_WORK TO COMPLETE_
Word for word, reproduce each entry.

_DATA EXTRACTS_
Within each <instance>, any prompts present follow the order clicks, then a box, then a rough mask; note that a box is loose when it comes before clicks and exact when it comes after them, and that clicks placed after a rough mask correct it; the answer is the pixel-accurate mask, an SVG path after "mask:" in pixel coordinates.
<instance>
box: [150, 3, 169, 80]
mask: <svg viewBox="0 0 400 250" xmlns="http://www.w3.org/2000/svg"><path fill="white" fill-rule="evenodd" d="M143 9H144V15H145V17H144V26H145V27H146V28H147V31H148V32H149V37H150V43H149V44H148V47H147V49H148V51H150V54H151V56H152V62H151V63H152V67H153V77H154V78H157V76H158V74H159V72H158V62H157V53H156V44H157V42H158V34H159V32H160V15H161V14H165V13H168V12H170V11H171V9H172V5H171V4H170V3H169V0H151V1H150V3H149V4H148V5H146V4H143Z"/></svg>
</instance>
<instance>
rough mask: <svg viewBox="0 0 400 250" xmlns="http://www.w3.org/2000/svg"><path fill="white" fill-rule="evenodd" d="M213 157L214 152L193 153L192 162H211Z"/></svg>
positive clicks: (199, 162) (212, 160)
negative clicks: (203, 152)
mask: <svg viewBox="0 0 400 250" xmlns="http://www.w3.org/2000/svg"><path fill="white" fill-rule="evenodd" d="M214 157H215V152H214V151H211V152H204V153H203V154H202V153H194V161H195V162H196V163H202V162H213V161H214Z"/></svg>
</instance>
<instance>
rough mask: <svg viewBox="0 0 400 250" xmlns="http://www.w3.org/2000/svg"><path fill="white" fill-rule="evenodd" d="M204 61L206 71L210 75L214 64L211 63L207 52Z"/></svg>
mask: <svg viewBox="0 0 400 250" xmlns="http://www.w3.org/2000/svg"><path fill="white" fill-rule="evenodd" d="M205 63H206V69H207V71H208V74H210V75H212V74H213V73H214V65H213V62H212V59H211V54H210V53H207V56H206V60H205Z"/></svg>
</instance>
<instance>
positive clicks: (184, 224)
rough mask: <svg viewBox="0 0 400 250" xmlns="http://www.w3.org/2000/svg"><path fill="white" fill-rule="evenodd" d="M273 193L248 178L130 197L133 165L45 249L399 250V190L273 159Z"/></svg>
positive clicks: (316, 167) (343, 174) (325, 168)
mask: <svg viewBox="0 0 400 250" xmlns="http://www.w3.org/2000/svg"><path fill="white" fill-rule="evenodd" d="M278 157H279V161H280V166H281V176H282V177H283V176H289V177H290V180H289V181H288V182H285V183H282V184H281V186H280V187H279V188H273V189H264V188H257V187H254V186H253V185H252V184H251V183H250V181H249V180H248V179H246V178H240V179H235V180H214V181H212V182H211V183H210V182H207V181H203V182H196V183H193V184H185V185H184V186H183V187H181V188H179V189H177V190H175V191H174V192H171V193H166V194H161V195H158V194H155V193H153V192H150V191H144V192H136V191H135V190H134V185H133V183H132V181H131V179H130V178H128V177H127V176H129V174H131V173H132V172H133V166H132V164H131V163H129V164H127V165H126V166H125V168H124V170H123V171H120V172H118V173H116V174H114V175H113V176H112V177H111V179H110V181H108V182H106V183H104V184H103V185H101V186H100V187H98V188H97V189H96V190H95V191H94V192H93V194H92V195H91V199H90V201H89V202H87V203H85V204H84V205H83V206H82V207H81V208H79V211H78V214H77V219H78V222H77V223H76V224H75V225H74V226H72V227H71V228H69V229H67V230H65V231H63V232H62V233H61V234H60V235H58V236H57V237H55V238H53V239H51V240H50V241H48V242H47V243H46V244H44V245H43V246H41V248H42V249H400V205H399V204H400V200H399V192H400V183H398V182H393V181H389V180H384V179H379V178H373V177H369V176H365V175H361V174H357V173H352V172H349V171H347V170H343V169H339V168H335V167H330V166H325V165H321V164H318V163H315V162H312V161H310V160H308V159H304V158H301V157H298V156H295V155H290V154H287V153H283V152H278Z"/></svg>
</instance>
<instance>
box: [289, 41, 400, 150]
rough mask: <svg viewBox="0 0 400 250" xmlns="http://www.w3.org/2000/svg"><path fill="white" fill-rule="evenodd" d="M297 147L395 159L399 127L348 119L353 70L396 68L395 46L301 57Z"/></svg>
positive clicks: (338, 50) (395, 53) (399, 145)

_SOLUTION FOR THIS PROBLEM_
Within each <instance>, any prompts present follow the order clicks, then a box, then a rough mask; note that a box is loose when it comes before clicks and exact when it comes after them, and that clicks placed after a rough mask correct it; the answer is the pixel-accurate mask, an SVG path after "mask:" in pixel coordinates.
<instance>
box: [150, 3, 169, 80]
mask: <svg viewBox="0 0 400 250" xmlns="http://www.w3.org/2000/svg"><path fill="white" fill-rule="evenodd" d="M143 9H144V15H145V17H144V26H145V27H146V28H147V31H148V32H149V37H150V43H149V44H148V47H147V49H148V51H150V54H151V56H152V62H151V63H152V67H153V77H154V78H157V76H158V74H159V72H158V62H157V53H156V44H157V42H158V34H159V32H160V15H161V14H165V13H168V12H170V11H171V9H172V5H171V4H170V3H169V0H151V1H150V3H149V4H148V5H146V4H143Z"/></svg>
</instance>
<instance>
rough mask: <svg viewBox="0 0 400 250" xmlns="http://www.w3.org/2000/svg"><path fill="white" fill-rule="evenodd" d="M213 157L214 152L193 153L192 162H211Z"/></svg>
positive clicks: (199, 162) (212, 160)
negative clicks: (203, 152)
mask: <svg viewBox="0 0 400 250" xmlns="http://www.w3.org/2000/svg"><path fill="white" fill-rule="evenodd" d="M214 157H215V152H214V151H211V152H204V153H203V154H202V153H194V161H195V162H196V163H202V162H213V161H214Z"/></svg>
</instance>
<instance>
rough mask: <svg viewBox="0 0 400 250" xmlns="http://www.w3.org/2000/svg"><path fill="white" fill-rule="evenodd" d="M204 61L206 71L210 75L214 64L211 63L207 52Z"/></svg>
mask: <svg viewBox="0 0 400 250" xmlns="http://www.w3.org/2000/svg"><path fill="white" fill-rule="evenodd" d="M205 63H206V69H207V71H208V74H210V75H212V74H213V73H214V65H213V62H212V59H211V54H210V53H207V56H206V60H205Z"/></svg>
</instance>
<instance>
positive clicks: (184, 224)
rough mask: <svg viewBox="0 0 400 250" xmlns="http://www.w3.org/2000/svg"><path fill="white" fill-rule="evenodd" d="M273 193L248 178L130 197L133 165L45 249L399 250V190L273 159Z"/></svg>
positive clicks: (316, 167) (343, 174) (325, 168)
mask: <svg viewBox="0 0 400 250" xmlns="http://www.w3.org/2000/svg"><path fill="white" fill-rule="evenodd" d="M278 157H279V161H280V166H281V176H282V177H283V176H289V177H290V180H289V181H288V182H285V183H282V184H281V186H280V187H279V188H273V189H264V188H257V187H254V186H253V185H252V184H251V183H250V181H249V180H248V179H246V178H240V179H235V180H214V181H212V182H211V183H210V182H207V181H203V182H196V183H193V184H185V185H184V186H183V187H181V188H179V189H177V190H175V191H174V192H171V193H166V194H161V195H158V194H155V193H153V192H150V191H144V192H136V191H135V190H134V185H133V183H132V181H131V179H130V178H128V177H127V176H129V174H131V173H132V172H133V166H132V164H131V163H129V164H127V165H126V166H125V168H124V170H123V171H120V172H118V173H116V174H114V175H113V176H112V177H111V179H110V181H108V182H106V183H104V184H103V185H101V186H100V187H98V188H97V189H96V190H95V191H94V192H93V194H92V195H91V199H90V201H89V202H87V203H85V204H84V205H83V206H82V207H81V208H79V211H78V214H77V219H78V222H77V223H76V224H75V225H74V226H72V227H71V228H69V229H67V230H65V231H63V232H62V233H61V234H60V235H58V236H57V237H55V238H53V239H51V240H50V241H48V242H47V243H46V244H44V245H43V246H41V248H42V249H400V205H399V204H400V200H399V192H400V183H398V182H393V181H389V180H384V179H379V178H373V177H369V176H365V175H361V174H357V173H352V172H349V171H347V170H343V169H339V168H335V167H330V166H325V165H321V164H318V163H315V162H312V161H310V160H308V159H304V158H301V157H298V156H295V155H290V154H287V153H283V152H278Z"/></svg>
</instance>
<instance>
box: [289, 41, 400, 150]
rough mask: <svg viewBox="0 0 400 250" xmlns="http://www.w3.org/2000/svg"><path fill="white" fill-rule="evenodd" d="M297 147L395 159L399 127L348 119L353 70L396 68L395 46L301 57Z"/></svg>
positive clicks: (338, 50) (395, 53) (399, 145)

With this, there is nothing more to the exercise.